Exercise: Rewrite the records from the line with "Looking at the screenshot above, identify the dry" to the line with "[44,155,75,224]", including both of those lines and the requests, and shift every bounding-box coordinate by adding 77 to it.

Listed records:
++++++++
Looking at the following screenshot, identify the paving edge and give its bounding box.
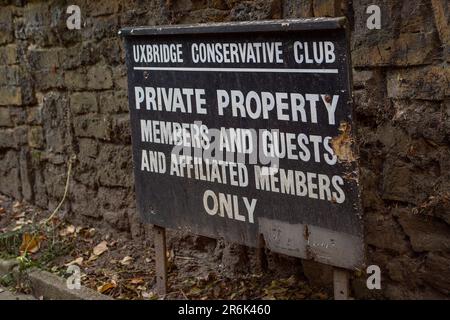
[0,259,114,300]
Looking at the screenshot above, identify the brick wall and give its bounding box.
[0,0,450,298]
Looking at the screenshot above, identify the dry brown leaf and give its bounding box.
[59,225,75,237]
[20,233,44,254]
[14,212,25,220]
[141,291,158,300]
[92,241,108,256]
[65,257,84,267]
[120,256,133,266]
[97,280,117,293]
[130,278,144,284]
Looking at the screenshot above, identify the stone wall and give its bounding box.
[0,0,450,298]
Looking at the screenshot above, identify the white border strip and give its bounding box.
[133,67,338,73]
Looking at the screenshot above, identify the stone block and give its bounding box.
[87,65,113,90]
[97,144,133,187]
[387,66,450,100]
[394,209,450,252]
[0,107,13,127]
[28,126,45,149]
[73,114,111,140]
[70,92,98,114]
[0,86,22,106]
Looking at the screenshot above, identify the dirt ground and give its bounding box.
[0,195,329,299]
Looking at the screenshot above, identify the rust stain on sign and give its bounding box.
[331,121,356,162]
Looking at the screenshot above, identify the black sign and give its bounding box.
[121,19,363,268]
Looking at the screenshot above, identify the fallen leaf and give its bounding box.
[65,257,84,267]
[92,241,108,256]
[130,278,144,284]
[142,291,158,300]
[14,212,25,220]
[120,256,133,266]
[97,280,117,293]
[59,225,75,237]
[20,233,43,254]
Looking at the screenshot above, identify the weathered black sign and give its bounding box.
[121,19,363,268]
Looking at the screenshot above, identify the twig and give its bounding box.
[44,155,75,224]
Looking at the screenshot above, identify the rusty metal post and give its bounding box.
[256,234,268,272]
[333,268,350,300]
[153,225,167,296]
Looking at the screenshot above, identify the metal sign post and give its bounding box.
[153,225,167,296]
[121,18,364,296]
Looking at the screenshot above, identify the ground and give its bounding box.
[0,195,329,299]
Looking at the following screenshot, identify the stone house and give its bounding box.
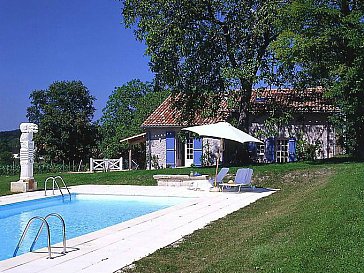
[142,88,340,169]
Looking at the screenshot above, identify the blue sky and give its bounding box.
[0,0,153,131]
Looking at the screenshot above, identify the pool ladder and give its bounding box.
[44,176,71,200]
[13,213,67,259]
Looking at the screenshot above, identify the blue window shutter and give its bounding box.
[288,138,297,162]
[166,132,176,168]
[248,142,257,156]
[265,137,275,162]
[193,138,202,167]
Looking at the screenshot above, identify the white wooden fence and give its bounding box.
[90,157,123,172]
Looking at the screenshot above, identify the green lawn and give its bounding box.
[0,162,364,273]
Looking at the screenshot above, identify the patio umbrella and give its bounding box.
[182,122,263,187]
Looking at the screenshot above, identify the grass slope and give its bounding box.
[0,160,364,273]
[119,163,364,273]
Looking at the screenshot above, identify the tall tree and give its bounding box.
[122,0,288,129]
[274,0,364,159]
[27,81,97,162]
[99,80,167,157]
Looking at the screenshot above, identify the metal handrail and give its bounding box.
[13,216,52,259]
[30,213,67,254]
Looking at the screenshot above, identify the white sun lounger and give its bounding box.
[220,168,253,192]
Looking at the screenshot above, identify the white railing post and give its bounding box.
[90,157,94,173]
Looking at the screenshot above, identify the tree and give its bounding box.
[273,0,364,159]
[27,81,97,162]
[123,0,286,129]
[100,80,168,157]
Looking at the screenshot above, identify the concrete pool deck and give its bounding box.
[0,185,275,273]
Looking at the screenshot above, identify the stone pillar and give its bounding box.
[10,123,38,192]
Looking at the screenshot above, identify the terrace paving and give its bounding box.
[0,185,275,273]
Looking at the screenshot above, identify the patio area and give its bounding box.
[0,185,275,273]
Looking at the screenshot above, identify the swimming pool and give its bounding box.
[0,194,189,260]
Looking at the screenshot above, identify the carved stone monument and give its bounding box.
[10,123,38,192]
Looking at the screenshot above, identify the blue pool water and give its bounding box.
[0,194,186,260]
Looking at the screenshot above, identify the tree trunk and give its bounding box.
[238,82,253,133]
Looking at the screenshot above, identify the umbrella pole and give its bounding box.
[214,138,224,188]
[214,151,220,188]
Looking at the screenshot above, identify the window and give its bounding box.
[186,138,193,159]
[276,139,289,163]
[257,144,265,156]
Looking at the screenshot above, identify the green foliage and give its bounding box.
[273,0,364,158]
[254,111,293,139]
[99,80,168,158]
[122,0,285,128]
[27,81,97,162]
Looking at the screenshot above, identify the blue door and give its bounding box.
[288,138,297,162]
[193,138,202,167]
[166,132,176,168]
[265,137,275,162]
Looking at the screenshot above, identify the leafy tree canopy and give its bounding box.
[99,80,168,158]
[274,0,364,158]
[123,0,288,128]
[27,81,97,162]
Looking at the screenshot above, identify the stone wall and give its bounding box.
[249,113,337,159]
[146,128,166,169]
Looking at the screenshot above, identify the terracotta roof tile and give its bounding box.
[142,96,226,127]
[142,88,337,127]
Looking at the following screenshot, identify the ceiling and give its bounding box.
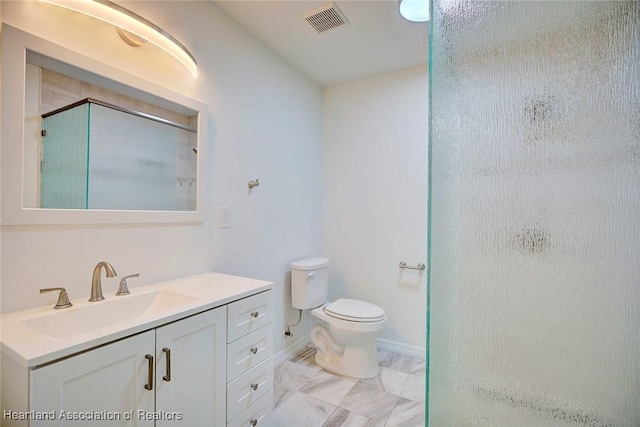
++++++++
Exercise answer:
Looking at the screenshot above, identify the dry brown leaf and give its bounding box.
[136,302,152,314]
[97,310,121,331]
[91,289,102,297]
[218,368,235,377]
[169,318,185,333]
[142,334,161,344]
[197,333,210,343]
[174,357,194,370]
[207,355,221,361]
Looking at the screenshot above, identify the stone wall and give its bounding box.
[77,77,527,375]
Looking at the screenshot above, identify the white border strip and give its bounding box.
[210,144,415,150]
Looking at the screenshot above, identify the stone block and give its bounding box.
[164,142,190,167]
[174,221,210,264]
[464,143,527,177]
[471,286,527,329]
[77,184,90,204]
[105,203,122,226]
[150,191,188,217]
[147,169,175,191]
[77,163,99,183]
Looking at the screenshot above, identify the dirt ground and give its bounding box.
[77,272,406,376]
Looking at the screenshot above, identify the rust stain on sign and give its bounding box.
[408,198,433,239]
Looking at the screenshot above, identify the black sign and give its bounding box.
[198,96,440,345]
Looking at the screenshot above, identify the fallen leaf and give its bounding box.
[142,334,161,344]
[169,318,185,333]
[207,355,221,361]
[219,368,235,377]
[91,289,102,297]
[197,333,210,343]
[174,357,194,370]
[136,302,152,314]
[97,310,120,331]
Looking at the screenshot above, identify the weathered black sign and give its bounding box.
[198,96,440,345]
Looking at the screenshot above, identify the twig and give its bounding box.
[121,232,152,301]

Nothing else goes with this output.